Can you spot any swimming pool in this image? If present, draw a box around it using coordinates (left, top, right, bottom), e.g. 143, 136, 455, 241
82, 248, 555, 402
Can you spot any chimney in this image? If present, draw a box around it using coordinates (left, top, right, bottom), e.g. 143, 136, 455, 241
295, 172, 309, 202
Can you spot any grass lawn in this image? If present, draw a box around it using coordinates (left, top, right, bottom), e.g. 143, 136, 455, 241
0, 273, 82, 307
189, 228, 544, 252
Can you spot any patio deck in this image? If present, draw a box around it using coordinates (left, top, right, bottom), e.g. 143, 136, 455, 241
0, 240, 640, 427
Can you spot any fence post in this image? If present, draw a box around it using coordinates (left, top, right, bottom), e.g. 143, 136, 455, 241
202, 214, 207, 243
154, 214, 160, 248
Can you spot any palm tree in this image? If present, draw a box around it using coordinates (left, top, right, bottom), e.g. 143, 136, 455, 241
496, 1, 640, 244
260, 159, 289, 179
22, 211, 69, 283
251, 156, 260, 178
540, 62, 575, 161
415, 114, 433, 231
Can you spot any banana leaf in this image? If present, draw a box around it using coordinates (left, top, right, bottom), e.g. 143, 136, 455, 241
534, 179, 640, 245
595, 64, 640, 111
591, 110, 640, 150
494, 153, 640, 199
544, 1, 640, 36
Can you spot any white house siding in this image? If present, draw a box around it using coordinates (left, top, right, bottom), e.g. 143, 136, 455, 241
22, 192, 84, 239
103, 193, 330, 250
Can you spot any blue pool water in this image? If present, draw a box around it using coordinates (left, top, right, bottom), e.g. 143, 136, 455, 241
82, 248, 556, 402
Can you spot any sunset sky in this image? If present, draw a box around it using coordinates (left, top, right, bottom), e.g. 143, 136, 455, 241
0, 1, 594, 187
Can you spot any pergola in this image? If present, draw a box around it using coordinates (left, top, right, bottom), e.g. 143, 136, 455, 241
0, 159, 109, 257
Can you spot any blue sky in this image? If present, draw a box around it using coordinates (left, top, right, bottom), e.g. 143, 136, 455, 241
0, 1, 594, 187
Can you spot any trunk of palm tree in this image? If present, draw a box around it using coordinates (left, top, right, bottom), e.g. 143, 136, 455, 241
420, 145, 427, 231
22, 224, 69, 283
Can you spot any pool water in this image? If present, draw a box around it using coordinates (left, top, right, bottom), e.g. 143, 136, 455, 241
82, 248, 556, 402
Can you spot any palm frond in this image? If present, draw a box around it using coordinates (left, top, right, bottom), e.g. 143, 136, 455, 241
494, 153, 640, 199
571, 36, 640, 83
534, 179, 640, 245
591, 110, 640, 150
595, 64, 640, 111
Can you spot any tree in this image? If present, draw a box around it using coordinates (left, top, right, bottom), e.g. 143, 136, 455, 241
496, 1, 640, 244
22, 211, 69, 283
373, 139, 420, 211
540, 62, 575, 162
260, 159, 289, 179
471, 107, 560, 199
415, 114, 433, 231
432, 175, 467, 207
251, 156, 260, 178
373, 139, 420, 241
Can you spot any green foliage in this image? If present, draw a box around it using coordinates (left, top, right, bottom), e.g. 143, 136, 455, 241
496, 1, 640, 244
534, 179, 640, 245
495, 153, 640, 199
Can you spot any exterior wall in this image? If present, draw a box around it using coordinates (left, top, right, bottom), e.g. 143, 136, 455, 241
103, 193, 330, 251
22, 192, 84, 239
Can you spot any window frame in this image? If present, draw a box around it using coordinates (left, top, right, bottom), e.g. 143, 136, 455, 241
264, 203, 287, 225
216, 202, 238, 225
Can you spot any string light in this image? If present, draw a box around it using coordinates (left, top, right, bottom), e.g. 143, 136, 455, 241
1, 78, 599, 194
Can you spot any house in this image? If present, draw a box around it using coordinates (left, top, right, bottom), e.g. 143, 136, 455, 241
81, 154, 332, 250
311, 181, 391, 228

※

» **INSTRUCTIONS TO FOLLOW**
Rewrite the whole listing above, swapping each "Can you spot" for "Do you see" and leaving everything else untouched.

» **TASK SOLUTION**
Do you see any swimming pool in this image? If present, draw a box around it using coordinates (left, top, right, bottom), e.g. 143, 136, 455, 241
82, 248, 555, 402
Do you see any chimney in this image? If present, draw a box around it using coordinates (left, top, right, bottom), e.g. 143, 136, 455, 241
295, 172, 309, 202
Do you see any grass lawn in this image? If present, draw a box around it using coordinates (left, top, right, bottom), e.g. 143, 136, 455, 241
0, 273, 82, 307
189, 228, 544, 252
Do you see any patio deck in this image? If present, draw a box around it using coordinates (left, top, right, bottom), e.g. 143, 136, 455, 241
0, 240, 640, 427
Do you see any fence post in this image? If present, draw a box around it using coordinates (left, top, right, bottom), e.g. 143, 136, 455, 241
202, 214, 207, 243
154, 214, 160, 248
Do you see any palm tree in this image? If present, draw a box around it using coordinates (left, top, right, bottom), e.g. 143, 136, 455, 241
496, 1, 640, 244
260, 159, 289, 179
22, 211, 69, 283
251, 156, 260, 178
540, 62, 575, 161
415, 114, 433, 231
Do you see any banana leaf in this image? If present, draw a box around it using coordinates (left, top, right, bottom), e.g. 143, 136, 455, 241
534, 179, 640, 245
595, 64, 640, 111
591, 110, 640, 150
494, 153, 640, 199
544, 1, 640, 36
Do you see any white house siding in this image? If present, draw a box around it using coordinates (left, top, right, bottom), e.g. 143, 136, 455, 241
22, 192, 84, 239
103, 193, 330, 250
Do you see any blue pool water in this image? If present, draw a box around it using coordinates (left, top, right, bottom), e.g. 143, 136, 455, 241
82, 248, 556, 402
Do you see any sunset sky in this image? If present, draw a box around it using coordinates (left, top, right, bottom), e.g. 143, 136, 455, 241
0, 1, 594, 187
Do you see any pergola in this image? If present, draw a box around it using coordinates (left, top, right, bottom), e.g. 143, 136, 455, 241
0, 159, 109, 257
Do you see any blue sky in this image? If present, draw a box around it using coordinates (left, top, right, bottom), e.g. 143, 136, 455, 241
0, 1, 594, 187
Do you see any trunk of palm tree in this image? If present, draw a box around it using coordinates (left, top, right, bottom), e.g. 143, 136, 455, 241
420, 145, 427, 231
22, 224, 69, 283
Do you see any pool water in this image? If present, draw a box around it using coordinates (left, top, right, bottom), e.g. 143, 136, 455, 241
82, 248, 556, 402
Do you see any palm frond in this image? If present, draw a box around it using coordinates (left, top, right, bottom), e.g. 143, 136, 455, 241
494, 153, 640, 199
571, 36, 640, 83
534, 179, 640, 245
591, 110, 640, 150
595, 64, 640, 111
Do you see any tree in this image? If present, draw a box around it using coordinates (left, top, right, bottom), e.g. 143, 136, 455, 241
496, 1, 640, 244
22, 211, 69, 283
373, 139, 420, 211
540, 62, 575, 162
260, 159, 289, 179
471, 107, 560, 199
415, 114, 433, 231
432, 175, 467, 207
251, 156, 260, 178
373, 139, 420, 241
Do you see any green foliage in this image? If present, draw a box around it using coordinates (left, top, right, bottom), e.g. 143, 136, 455, 241
496, 1, 640, 244
534, 179, 640, 245
495, 153, 640, 199
Do you see any exterior wall in this image? If present, draw a box around it using coordinates (left, top, right, bottom), e.g. 143, 136, 455, 241
103, 193, 330, 251
22, 192, 84, 239
Do you see any window frame in this image? If present, draw a box around it using coordinates (left, top, right, bottom), e.g. 143, 136, 455, 241
264, 203, 287, 225
216, 202, 238, 225
Do you see any string light in this image? If present, draw a box around it using coordinates (left, top, right, bottom), e.g. 143, 136, 455, 241
1, 78, 599, 194
Do you see any house in this image? If present, draw a box around it using coordinates (left, top, right, bottom), e.g. 143, 136, 455, 241
81, 154, 332, 250
311, 181, 391, 228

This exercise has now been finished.